**Objective:** What do the lines from the one containing "If you could mark the neighboring" through the end of the entries say? Quote them exactly, and only them.

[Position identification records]
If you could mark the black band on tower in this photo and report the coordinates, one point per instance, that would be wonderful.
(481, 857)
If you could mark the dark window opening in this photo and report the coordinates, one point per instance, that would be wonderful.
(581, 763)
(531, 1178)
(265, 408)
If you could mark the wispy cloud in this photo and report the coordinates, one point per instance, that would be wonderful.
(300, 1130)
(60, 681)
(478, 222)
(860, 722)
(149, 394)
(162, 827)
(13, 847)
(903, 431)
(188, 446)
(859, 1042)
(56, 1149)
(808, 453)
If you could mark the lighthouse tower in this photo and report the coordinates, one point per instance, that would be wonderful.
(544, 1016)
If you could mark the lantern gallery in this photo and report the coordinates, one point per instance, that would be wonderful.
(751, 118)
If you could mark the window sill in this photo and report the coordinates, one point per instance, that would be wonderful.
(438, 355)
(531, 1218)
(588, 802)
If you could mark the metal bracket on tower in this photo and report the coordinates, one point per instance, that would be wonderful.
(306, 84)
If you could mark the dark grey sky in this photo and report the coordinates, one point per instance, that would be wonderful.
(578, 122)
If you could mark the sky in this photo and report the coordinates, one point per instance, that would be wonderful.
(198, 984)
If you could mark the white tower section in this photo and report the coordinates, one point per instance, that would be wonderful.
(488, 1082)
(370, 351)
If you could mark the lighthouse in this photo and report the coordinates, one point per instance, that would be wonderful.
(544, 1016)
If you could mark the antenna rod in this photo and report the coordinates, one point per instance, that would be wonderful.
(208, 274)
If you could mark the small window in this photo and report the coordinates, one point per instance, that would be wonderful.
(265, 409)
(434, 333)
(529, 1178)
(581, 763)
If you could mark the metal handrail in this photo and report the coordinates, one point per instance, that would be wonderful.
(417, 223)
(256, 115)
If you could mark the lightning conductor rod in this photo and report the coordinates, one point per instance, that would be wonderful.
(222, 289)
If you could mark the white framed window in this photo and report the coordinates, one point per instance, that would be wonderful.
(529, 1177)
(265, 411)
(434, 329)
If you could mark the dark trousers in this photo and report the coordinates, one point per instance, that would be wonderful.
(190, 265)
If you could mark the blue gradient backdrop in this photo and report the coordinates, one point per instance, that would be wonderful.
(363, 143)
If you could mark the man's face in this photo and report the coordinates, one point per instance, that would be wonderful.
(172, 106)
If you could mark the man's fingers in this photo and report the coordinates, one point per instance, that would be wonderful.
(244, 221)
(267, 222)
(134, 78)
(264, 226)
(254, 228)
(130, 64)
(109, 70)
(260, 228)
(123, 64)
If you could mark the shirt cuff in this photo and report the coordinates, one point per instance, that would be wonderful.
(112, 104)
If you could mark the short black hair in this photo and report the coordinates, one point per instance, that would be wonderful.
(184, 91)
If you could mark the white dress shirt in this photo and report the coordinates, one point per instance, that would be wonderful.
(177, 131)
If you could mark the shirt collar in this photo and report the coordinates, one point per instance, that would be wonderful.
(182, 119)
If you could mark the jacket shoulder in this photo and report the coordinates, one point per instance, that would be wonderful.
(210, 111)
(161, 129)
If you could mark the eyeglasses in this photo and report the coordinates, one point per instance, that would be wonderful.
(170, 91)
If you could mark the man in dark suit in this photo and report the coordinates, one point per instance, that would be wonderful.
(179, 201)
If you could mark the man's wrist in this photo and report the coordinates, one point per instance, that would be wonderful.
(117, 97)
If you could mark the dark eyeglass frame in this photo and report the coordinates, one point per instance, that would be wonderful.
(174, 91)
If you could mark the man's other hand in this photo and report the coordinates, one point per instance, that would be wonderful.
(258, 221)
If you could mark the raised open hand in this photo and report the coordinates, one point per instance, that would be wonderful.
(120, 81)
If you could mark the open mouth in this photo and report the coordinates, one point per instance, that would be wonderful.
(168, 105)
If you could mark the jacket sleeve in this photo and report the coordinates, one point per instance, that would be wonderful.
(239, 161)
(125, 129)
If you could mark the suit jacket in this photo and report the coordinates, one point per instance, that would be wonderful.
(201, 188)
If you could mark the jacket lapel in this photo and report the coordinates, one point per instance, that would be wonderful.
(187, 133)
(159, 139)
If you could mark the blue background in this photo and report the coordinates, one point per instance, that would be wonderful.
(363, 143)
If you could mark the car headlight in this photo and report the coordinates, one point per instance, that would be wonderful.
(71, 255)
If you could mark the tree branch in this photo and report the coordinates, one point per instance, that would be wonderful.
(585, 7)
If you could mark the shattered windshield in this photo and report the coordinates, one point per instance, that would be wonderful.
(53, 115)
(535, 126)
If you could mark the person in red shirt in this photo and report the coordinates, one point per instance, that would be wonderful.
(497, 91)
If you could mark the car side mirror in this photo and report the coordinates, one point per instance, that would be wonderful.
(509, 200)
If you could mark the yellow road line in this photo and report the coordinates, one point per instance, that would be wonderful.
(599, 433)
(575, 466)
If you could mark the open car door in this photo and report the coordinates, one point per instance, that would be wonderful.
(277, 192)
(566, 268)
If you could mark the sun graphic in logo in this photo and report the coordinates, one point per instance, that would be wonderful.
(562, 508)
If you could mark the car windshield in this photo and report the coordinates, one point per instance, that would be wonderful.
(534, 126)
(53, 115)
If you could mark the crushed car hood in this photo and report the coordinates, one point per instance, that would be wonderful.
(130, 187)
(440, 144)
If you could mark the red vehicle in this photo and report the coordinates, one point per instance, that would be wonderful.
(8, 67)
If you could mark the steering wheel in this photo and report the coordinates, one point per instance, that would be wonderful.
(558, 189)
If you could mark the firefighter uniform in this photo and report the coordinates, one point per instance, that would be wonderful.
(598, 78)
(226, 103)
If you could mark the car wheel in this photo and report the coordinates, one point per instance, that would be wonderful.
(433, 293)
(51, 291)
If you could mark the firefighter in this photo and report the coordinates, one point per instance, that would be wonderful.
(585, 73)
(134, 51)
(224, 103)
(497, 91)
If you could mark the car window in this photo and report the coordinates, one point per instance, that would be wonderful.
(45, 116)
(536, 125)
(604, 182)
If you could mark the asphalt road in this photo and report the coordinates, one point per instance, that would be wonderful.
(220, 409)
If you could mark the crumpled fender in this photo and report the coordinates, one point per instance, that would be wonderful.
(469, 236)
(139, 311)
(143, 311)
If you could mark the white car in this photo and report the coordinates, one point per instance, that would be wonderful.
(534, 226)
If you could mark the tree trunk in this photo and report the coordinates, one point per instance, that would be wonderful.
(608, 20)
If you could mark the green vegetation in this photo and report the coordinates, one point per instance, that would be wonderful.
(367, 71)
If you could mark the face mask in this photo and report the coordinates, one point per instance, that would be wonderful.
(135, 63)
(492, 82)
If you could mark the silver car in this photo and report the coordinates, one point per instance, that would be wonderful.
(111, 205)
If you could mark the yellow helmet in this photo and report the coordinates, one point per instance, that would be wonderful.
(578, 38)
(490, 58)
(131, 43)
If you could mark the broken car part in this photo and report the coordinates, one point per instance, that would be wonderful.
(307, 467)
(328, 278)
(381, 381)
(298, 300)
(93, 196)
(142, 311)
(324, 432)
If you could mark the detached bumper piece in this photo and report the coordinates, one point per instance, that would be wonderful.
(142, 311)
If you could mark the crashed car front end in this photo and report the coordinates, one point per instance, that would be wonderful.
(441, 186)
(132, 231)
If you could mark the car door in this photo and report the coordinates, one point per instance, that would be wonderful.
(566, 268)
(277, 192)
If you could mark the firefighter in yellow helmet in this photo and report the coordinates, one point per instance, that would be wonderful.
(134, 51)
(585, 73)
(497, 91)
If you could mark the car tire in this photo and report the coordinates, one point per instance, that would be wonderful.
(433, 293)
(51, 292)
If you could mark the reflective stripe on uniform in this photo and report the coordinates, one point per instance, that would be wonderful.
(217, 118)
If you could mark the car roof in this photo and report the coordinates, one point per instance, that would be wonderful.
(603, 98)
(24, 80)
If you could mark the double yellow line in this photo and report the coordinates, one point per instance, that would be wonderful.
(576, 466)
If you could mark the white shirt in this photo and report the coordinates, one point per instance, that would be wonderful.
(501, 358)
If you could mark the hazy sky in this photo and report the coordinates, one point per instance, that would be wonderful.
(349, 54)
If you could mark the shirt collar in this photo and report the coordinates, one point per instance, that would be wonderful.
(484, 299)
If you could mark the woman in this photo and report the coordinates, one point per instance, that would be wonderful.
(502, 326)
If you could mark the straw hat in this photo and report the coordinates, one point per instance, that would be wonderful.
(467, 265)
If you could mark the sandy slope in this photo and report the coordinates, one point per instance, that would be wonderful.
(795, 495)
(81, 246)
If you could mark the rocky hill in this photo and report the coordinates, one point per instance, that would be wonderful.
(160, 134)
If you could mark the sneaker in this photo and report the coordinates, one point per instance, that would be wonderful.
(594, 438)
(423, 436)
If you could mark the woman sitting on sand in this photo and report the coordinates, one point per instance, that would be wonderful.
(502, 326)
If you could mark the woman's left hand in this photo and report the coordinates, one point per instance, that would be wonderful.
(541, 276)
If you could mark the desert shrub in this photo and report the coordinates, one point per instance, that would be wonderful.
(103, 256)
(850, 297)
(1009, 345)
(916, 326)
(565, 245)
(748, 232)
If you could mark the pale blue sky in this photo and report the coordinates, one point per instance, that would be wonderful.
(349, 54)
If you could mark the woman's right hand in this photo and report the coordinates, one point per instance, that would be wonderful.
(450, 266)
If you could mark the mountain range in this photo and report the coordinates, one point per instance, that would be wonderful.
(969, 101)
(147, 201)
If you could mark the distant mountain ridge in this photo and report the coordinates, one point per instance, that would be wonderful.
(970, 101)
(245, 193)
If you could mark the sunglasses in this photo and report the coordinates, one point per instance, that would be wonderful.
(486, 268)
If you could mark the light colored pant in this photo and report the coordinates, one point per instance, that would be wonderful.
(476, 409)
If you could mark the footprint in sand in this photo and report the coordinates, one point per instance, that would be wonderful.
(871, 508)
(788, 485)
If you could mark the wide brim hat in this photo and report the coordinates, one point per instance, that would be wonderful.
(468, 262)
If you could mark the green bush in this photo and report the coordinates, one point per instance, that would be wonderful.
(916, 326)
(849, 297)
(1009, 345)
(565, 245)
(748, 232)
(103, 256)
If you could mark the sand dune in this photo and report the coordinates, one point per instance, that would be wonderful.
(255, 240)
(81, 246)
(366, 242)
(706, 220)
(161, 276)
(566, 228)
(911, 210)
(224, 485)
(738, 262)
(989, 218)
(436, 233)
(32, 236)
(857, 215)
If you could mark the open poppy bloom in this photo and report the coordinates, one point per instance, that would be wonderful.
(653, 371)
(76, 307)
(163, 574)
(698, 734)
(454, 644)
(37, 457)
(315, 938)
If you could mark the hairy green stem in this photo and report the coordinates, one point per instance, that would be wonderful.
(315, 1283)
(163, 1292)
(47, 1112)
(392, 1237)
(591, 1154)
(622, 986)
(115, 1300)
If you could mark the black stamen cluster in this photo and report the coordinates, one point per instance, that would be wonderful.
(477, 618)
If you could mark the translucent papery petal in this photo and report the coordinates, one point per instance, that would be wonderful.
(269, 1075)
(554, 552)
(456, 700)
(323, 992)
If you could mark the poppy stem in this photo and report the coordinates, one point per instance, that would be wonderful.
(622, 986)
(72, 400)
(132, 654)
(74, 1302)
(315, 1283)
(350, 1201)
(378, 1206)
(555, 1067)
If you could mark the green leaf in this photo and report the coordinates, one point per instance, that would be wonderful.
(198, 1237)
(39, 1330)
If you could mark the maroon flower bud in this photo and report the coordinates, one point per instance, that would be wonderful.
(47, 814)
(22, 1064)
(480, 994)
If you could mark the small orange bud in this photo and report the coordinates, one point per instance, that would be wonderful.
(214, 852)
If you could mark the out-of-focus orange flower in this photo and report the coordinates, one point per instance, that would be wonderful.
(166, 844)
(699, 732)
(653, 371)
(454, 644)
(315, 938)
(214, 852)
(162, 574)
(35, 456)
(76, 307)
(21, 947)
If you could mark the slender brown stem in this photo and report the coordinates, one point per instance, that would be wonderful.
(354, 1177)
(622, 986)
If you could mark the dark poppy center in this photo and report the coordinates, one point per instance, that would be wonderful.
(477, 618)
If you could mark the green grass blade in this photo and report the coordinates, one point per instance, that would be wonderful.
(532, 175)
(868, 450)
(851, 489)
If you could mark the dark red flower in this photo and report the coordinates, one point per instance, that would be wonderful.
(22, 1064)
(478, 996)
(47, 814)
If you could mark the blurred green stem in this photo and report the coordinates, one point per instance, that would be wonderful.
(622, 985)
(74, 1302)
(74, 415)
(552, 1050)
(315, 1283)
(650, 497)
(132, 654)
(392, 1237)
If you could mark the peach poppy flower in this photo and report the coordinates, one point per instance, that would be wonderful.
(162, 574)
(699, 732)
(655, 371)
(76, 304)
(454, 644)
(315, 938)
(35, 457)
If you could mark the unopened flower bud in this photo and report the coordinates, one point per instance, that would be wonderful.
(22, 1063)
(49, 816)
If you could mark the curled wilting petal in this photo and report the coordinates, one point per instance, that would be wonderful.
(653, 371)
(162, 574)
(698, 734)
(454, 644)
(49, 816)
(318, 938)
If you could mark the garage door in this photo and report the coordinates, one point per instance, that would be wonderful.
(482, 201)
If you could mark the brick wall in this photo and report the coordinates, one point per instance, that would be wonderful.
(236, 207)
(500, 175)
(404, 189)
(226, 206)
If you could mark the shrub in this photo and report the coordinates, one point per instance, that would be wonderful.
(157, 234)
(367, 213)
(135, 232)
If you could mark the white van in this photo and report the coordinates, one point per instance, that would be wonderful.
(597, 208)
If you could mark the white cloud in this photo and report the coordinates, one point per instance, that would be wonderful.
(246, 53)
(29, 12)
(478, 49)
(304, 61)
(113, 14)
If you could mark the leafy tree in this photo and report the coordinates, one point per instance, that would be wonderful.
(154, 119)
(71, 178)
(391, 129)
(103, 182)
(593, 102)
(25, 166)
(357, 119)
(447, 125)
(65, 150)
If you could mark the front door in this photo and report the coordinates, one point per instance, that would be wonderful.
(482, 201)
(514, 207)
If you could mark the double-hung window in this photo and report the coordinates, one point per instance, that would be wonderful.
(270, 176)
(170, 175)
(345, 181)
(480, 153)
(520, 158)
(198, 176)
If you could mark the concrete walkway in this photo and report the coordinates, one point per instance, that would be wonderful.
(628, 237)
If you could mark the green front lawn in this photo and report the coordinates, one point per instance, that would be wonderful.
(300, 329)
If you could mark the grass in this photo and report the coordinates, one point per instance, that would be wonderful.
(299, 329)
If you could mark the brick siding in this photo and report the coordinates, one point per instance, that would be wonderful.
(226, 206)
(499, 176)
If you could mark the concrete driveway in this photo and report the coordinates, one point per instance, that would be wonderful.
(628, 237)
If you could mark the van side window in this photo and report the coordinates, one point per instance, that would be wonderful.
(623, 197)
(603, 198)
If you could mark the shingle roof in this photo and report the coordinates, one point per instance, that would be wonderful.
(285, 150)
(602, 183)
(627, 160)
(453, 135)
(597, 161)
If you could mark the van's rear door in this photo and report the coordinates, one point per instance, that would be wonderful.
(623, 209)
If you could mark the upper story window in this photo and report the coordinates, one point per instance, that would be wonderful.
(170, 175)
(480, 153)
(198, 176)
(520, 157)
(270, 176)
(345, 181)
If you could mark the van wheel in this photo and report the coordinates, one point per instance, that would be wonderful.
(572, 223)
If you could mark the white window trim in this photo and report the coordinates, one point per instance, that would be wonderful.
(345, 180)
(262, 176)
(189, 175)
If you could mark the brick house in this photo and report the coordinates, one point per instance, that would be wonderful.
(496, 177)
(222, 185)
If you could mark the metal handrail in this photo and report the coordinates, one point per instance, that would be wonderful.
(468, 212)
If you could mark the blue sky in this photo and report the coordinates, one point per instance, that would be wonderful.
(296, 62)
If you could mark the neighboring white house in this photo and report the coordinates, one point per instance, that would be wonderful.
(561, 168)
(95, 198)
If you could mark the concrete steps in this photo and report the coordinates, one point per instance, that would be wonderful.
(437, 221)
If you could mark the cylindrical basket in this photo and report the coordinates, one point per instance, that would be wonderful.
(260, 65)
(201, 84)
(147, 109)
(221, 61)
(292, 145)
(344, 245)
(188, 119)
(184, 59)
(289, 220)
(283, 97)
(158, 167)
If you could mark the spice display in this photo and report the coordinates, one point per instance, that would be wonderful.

**Task result:**
If you could mark the neighboring white house in this photo and report the coordinates, one point per instance, that would be wonderful.
(561, 168)
(95, 198)
If you could mark the concrete steps in this photo and report the coordinates, one point per instance, that would be wonderful.
(437, 221)
If you could mark the cylindrical basket in this photo and report the coordinates, one point per instance, that would be wonderful.
(260, 65)
(201, 84)
(147, 109)
(221, 61)
(292, 145)
(344, 245)
(188, 119)
(184, 59)
(289, 220)
(283, 97)
(158, 167)
If you could mark the spice display in this photo and report the coordinates, one point per instance, that would be wonderful.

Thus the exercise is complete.